Document excerpt:
:::
Minnesota has become ground zero for the administration’s authoritarian and police state tactics against citizens and non-citizens alike.  But it has also provided the model for resistance as the stakes continue to get higher.  As these examples illustrate, the most effective forms of resistance involve mobilization through hubs of activity that are centered throughout the community, in every kind of religious and civic group, as well as organically among neighbors.

Here’s the key:   they have guns, but we have numbers.  If we connect and communicate, we can support one another. Those relationships are the secret to resisting the authoritarian take-over of our country.

Resistance is expressed most often and most importantly in thousands of small acts of support and non-cooperation. It is built and sustained through interpersonal connections and a massive outpouring of support and solidarity with others, especially those with whom we rarely interact, if ever. 

When the history of this period is written, people will note that in response to these cruel measures, thousands of ordinary citizens in Minnesota reached out to one another and resisted.  This is exactly what resistance looks like.  We should all note it well, for it is highly likely that this terror will continue.  We know what it takes to defeat those forces, and in Minnesota we have a model of how to do it.
:::
Data excerpts:
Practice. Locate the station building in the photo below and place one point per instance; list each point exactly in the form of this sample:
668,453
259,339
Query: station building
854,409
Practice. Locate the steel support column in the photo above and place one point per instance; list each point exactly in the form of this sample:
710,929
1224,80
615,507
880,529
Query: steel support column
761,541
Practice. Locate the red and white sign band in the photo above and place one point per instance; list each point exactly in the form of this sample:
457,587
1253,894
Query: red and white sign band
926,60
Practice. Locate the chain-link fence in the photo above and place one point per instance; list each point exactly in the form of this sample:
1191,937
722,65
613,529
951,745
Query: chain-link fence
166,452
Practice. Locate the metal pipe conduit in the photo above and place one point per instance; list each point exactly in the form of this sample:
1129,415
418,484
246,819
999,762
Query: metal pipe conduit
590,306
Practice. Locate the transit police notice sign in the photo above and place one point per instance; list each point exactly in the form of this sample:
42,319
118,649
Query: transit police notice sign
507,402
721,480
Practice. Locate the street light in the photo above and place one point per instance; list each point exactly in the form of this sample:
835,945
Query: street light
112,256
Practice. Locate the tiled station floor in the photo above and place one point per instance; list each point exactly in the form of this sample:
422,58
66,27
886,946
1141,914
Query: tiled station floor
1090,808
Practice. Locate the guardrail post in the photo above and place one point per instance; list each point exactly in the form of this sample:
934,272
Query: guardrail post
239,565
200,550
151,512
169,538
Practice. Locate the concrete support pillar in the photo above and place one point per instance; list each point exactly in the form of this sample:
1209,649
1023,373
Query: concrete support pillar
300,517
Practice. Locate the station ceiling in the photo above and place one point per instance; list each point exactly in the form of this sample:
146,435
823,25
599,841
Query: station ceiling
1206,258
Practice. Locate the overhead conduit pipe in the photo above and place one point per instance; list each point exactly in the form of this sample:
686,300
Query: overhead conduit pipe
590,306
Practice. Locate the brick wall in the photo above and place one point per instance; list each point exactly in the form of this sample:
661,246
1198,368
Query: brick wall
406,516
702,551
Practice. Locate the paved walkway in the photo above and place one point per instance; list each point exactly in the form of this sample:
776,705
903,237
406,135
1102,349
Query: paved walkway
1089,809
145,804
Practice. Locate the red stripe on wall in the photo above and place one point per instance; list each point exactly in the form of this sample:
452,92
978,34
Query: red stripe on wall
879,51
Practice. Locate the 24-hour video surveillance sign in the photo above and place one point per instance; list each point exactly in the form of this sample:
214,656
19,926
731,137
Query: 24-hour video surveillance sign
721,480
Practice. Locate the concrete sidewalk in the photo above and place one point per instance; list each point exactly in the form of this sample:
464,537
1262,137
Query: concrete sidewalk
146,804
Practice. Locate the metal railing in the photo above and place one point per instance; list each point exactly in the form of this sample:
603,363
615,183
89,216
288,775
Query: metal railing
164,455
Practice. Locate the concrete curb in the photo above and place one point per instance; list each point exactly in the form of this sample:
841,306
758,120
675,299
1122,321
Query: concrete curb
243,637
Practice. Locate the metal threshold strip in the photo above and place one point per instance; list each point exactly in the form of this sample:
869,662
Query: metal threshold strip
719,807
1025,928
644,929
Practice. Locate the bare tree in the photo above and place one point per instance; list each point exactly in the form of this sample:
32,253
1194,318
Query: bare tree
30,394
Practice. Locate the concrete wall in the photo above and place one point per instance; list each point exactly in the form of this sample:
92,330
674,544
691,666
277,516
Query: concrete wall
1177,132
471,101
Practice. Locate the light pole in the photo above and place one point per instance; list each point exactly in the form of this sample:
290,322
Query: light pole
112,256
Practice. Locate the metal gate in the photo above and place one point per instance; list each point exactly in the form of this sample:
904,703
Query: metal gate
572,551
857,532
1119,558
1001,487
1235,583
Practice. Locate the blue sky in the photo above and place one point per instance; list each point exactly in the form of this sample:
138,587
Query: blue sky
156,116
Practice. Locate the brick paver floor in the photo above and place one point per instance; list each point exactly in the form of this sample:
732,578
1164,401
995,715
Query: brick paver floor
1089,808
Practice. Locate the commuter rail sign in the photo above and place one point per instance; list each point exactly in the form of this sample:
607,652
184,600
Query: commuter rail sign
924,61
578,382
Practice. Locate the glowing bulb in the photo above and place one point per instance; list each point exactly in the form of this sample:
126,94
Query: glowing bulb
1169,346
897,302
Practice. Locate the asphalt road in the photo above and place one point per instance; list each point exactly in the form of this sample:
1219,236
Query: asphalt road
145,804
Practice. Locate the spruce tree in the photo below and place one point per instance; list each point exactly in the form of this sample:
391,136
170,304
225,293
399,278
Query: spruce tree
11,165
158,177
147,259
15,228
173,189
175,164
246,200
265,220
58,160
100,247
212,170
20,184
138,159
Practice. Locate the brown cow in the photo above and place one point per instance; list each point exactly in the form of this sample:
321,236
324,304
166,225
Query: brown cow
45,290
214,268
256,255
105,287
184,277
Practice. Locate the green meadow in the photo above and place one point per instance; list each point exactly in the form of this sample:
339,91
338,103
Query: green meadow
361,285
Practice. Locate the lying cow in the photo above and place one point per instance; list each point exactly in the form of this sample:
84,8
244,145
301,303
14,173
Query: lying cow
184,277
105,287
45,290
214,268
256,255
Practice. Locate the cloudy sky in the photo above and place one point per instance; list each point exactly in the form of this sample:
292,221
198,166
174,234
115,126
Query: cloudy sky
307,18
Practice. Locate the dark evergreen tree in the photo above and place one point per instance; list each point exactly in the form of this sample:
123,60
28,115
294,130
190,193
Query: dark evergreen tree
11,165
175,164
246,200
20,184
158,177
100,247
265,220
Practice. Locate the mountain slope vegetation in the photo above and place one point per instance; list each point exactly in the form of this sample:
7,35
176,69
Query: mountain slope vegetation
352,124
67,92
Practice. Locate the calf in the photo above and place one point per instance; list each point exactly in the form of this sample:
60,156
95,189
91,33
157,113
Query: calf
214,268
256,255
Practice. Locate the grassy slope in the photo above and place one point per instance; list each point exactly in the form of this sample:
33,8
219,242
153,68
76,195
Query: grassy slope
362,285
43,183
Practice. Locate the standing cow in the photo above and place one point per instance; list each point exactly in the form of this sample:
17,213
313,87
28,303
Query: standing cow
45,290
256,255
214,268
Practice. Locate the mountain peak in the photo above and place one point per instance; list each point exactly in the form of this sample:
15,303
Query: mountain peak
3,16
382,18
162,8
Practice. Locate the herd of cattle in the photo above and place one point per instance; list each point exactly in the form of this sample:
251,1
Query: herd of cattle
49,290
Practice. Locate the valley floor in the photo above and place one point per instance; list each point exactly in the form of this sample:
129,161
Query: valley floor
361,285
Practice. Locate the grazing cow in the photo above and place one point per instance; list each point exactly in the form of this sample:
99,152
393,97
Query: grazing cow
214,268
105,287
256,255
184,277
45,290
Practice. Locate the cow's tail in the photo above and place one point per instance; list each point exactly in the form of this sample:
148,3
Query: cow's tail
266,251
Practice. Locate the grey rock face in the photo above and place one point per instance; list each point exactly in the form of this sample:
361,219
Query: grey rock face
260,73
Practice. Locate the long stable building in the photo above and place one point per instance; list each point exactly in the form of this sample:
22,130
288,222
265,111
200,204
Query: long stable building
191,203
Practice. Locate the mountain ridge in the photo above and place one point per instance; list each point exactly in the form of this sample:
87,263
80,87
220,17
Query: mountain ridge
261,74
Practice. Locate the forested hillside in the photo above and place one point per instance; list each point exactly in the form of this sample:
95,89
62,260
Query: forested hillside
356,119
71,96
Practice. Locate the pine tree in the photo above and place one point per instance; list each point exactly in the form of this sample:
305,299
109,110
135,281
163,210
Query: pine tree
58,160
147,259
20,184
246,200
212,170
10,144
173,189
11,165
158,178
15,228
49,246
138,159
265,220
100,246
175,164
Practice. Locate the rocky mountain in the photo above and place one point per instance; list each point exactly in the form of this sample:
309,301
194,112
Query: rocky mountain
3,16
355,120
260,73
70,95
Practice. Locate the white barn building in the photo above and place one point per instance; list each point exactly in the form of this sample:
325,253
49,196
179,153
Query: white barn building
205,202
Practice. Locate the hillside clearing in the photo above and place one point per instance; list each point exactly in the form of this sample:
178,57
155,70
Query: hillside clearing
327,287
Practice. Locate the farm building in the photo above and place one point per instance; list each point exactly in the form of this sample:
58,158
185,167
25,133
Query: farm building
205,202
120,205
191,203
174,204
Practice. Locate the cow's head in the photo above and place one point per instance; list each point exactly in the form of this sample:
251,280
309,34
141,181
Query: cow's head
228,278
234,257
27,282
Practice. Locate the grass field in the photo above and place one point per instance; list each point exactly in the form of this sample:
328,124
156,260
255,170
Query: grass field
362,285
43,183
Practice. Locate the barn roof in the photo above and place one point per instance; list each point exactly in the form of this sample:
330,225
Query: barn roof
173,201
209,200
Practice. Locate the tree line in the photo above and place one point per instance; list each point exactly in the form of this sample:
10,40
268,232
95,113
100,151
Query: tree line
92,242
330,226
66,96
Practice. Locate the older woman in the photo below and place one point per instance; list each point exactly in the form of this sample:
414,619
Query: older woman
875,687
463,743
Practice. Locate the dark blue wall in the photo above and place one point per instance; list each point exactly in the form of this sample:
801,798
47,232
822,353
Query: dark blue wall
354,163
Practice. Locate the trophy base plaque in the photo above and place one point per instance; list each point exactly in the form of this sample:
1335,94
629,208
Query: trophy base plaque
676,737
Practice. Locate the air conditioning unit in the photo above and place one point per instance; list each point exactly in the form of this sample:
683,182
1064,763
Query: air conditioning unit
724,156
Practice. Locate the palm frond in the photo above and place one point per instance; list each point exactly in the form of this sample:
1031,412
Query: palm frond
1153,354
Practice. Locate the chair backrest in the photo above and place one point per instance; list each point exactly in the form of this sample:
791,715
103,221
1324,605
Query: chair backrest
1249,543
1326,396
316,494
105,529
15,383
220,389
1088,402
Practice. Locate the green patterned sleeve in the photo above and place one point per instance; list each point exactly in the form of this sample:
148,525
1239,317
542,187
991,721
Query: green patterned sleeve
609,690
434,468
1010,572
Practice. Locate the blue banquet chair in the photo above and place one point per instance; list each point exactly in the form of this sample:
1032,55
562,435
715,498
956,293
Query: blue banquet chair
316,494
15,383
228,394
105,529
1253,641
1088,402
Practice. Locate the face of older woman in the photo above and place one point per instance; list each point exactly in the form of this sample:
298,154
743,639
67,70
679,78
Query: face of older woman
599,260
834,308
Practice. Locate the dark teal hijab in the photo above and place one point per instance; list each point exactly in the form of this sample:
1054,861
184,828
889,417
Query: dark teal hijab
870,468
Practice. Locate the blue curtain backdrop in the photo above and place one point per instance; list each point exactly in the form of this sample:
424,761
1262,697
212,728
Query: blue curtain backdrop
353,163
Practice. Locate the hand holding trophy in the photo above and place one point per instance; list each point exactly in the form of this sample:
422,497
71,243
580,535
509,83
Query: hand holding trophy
:::
Work task A:
Decide whether each statement agrees with the piece on resistance in Minnesota. Answer yes or no, and quote the words from the piece that decide it.
(i) Resistance is expressed most often in large public protests.
(ii) The administration's tactics are aimed only at non-citizens.
(iii) The piece expects the terror to continue.
Work task B:
Using the piece on resistance in Minnesota, answer each question briefly.
(i) What does the piece say "we" have to set against "they have guns"?
(ii) Through what are the most effective forms of resistance mobilized?
(iii) What will people note that thousands of ordinary citizens in Minnesota did?
Work task C:
Continue the piece on resistance in Minnesota from its final sentence.

Task result A:
(i) No: "Resistance is expressed most often and most importantly in thousands of small acts of support and non-cooperation."
(ii) No: "against citizens and non-citizens alike"
(iii) Yes: "it is highly likely that this terror will continue"

Task result B:
(i) Numbers.
(ii) Through hubs of activity centered throughout the community, in every kind of religious and civic group, and organically among neighbors.
(iii) They reached out to one another and resisted.

Task result C:
Across the country on Saturday night, people stood outdoors holding candles to express solidarity with the struggle that is playing out in Minnesota.  The murder of Alex Pretti, just as the community had turned out by the thousands to demand that ICE leave Minnesota, left everyone reeling, in shock, despair, and grief.  And it also galvanized again the incredible resolve of this community to resist this unconstitutional and unconscionable aggression.  Almost immediately there was a plan to have people gather in small groups throughout the city, holding candles and expressing support for one another.

That night, alongside my wife, my son and two of our grandchildren, I stood with a group of perhaps forty of my son’s neighbors, just a few blocks from where Renee Nicole Good was murdered.  We sang, gathered around a fire pit, holding our candles, expressing gratitude for all the ways in which people are showing up to support their neighbors.  It was part vigil, an opportunity to express profound sadness, and part celebration of the human connections among us and what we can accomplish if we join forces and resist an oppressive government. 

I left that gathering feeling the weightiness of the moment we are in, the sheer grief that is multiplied when people gather to share it.  But I was also lifted up, by witnessing the power of human connection and the resilience of people who are under attack, yet responding resolutely and, overwhelmingly, with great dignity and restraint. This is what it takes to defeat authoritarians—get together, hold hands, help each other out, and push back against these immigration policies and their draconian enforcement.  Each of us can do one of the small acts of support and resistance described above, or others of your choosing that are equally effective.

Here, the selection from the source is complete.